— GIVEN INSTRUCTION —
Please copy the records from their start through the line containing "M 0 91 L 111", inclusive, swapping "cloudy sky" for "overcast sky" and leaving everything else unchanged.

(Records from a dataset)
■ ■ ■
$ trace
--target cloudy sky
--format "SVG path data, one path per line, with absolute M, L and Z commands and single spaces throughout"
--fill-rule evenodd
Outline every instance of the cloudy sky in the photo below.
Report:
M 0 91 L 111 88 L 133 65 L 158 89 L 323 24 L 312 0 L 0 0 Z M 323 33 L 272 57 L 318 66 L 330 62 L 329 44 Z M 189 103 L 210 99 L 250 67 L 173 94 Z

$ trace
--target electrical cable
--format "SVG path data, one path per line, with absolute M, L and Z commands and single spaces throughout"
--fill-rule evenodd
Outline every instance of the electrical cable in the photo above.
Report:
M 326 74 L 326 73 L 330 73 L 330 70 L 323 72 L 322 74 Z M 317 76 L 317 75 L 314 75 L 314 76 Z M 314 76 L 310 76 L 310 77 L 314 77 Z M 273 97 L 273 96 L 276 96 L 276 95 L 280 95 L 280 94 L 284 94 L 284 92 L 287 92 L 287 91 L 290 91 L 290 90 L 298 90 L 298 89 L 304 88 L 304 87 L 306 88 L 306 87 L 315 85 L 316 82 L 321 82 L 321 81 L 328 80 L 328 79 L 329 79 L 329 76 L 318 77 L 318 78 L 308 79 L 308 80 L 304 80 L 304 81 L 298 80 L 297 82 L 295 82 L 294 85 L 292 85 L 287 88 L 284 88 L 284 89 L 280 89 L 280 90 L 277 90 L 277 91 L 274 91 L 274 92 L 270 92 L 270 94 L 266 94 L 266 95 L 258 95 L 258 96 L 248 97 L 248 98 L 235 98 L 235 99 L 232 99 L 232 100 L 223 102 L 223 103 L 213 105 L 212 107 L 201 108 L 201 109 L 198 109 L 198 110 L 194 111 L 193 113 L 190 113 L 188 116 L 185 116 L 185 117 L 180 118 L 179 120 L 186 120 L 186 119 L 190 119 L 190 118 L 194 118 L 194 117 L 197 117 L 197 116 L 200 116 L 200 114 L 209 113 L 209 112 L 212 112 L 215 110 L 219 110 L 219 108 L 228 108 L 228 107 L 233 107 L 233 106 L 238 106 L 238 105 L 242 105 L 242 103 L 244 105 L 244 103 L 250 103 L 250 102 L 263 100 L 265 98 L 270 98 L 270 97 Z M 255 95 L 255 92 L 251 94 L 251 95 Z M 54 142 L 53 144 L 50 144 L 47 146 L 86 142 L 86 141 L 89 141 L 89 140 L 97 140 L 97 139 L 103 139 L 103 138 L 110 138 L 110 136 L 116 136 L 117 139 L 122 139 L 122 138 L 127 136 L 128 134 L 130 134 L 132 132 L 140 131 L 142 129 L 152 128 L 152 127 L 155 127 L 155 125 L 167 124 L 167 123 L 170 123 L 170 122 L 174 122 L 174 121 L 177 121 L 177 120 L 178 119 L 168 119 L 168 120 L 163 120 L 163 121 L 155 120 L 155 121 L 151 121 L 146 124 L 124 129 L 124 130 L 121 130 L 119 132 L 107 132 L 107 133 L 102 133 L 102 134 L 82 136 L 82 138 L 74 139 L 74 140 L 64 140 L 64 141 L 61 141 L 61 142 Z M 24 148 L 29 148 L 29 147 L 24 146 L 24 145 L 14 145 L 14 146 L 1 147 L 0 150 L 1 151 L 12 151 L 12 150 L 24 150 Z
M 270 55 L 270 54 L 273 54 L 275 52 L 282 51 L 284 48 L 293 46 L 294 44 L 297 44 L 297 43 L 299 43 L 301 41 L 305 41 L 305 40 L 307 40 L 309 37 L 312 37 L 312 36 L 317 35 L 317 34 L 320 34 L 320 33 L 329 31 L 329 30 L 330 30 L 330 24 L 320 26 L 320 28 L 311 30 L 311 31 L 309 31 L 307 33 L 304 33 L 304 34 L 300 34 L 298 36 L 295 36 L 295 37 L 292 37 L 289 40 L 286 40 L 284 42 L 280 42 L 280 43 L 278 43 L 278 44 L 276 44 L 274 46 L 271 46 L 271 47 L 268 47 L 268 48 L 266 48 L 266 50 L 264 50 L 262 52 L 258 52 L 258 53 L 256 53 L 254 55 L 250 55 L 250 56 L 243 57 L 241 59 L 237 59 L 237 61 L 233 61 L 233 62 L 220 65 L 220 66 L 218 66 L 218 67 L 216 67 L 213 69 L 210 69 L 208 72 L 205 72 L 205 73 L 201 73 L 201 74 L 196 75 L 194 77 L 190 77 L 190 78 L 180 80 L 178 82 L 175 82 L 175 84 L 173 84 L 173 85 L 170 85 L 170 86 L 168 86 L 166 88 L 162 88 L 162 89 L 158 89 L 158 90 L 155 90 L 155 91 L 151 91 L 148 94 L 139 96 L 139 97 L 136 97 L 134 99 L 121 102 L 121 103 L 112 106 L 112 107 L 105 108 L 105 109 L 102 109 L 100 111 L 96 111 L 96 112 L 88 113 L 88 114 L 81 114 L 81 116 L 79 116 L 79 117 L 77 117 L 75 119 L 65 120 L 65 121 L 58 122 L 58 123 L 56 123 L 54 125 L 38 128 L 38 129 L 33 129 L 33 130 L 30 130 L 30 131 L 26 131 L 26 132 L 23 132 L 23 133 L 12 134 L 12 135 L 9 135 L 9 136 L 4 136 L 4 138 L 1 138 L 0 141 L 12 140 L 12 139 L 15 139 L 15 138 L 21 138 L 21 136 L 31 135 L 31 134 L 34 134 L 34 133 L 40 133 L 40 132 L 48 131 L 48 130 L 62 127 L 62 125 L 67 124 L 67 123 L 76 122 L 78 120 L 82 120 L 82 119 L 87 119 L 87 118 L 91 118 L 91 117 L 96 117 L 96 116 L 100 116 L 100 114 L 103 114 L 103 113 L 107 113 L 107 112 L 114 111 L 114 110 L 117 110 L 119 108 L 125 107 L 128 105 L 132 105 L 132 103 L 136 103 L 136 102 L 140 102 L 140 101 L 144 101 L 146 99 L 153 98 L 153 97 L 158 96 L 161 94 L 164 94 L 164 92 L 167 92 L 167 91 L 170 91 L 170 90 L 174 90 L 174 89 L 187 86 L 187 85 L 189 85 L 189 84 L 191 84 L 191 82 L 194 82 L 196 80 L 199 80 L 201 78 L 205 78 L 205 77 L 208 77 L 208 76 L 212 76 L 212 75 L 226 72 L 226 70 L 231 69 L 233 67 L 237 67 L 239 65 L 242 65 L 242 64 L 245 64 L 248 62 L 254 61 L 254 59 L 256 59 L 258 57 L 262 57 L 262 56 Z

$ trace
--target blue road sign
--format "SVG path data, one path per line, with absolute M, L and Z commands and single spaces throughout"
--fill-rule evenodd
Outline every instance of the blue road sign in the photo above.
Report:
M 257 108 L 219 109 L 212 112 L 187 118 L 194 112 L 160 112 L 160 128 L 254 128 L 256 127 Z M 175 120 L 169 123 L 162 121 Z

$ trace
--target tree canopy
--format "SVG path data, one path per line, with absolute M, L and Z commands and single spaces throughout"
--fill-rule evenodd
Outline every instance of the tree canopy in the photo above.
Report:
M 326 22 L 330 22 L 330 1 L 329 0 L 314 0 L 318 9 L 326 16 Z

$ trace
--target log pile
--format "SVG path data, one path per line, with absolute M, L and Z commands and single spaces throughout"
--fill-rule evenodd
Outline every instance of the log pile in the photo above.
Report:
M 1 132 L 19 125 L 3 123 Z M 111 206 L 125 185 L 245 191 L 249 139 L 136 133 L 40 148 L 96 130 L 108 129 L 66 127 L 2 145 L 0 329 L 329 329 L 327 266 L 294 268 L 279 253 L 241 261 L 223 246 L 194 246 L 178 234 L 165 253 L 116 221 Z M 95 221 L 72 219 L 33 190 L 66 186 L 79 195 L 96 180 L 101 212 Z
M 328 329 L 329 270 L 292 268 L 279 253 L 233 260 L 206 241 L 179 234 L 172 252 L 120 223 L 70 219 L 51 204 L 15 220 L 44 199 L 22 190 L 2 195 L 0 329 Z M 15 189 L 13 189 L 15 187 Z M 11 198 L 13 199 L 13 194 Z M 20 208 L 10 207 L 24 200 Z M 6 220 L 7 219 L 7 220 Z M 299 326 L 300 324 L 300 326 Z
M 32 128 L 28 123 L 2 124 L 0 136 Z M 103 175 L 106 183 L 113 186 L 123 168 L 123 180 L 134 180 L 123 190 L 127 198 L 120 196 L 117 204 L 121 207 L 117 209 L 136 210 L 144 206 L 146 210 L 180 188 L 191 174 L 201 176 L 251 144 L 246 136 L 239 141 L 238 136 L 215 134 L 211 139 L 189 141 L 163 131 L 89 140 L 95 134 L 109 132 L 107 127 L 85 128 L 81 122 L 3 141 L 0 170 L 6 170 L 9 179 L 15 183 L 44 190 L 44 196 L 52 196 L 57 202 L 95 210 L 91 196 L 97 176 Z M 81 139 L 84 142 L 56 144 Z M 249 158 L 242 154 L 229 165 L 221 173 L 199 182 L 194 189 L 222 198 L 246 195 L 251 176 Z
■ ■ ■
— TASK SOLUTION —
$ trace
--target overcast sky
--format "SVG path data, one path per line, with absolute M, L and Z commands and single spaces throughout"
--fill-rule evenodd
Outline every instance of the overcast sky in the photo below.
Report:
M 0 91 L 111 88 L 133 65 L 158 89 L 323 24 L 312 0 L 0 0 Z M 323 33 L 272 57 L 318 66 L 330 62 L 329 44 Z M 189 103 L 210 99 L 250 67 L 173 94 Z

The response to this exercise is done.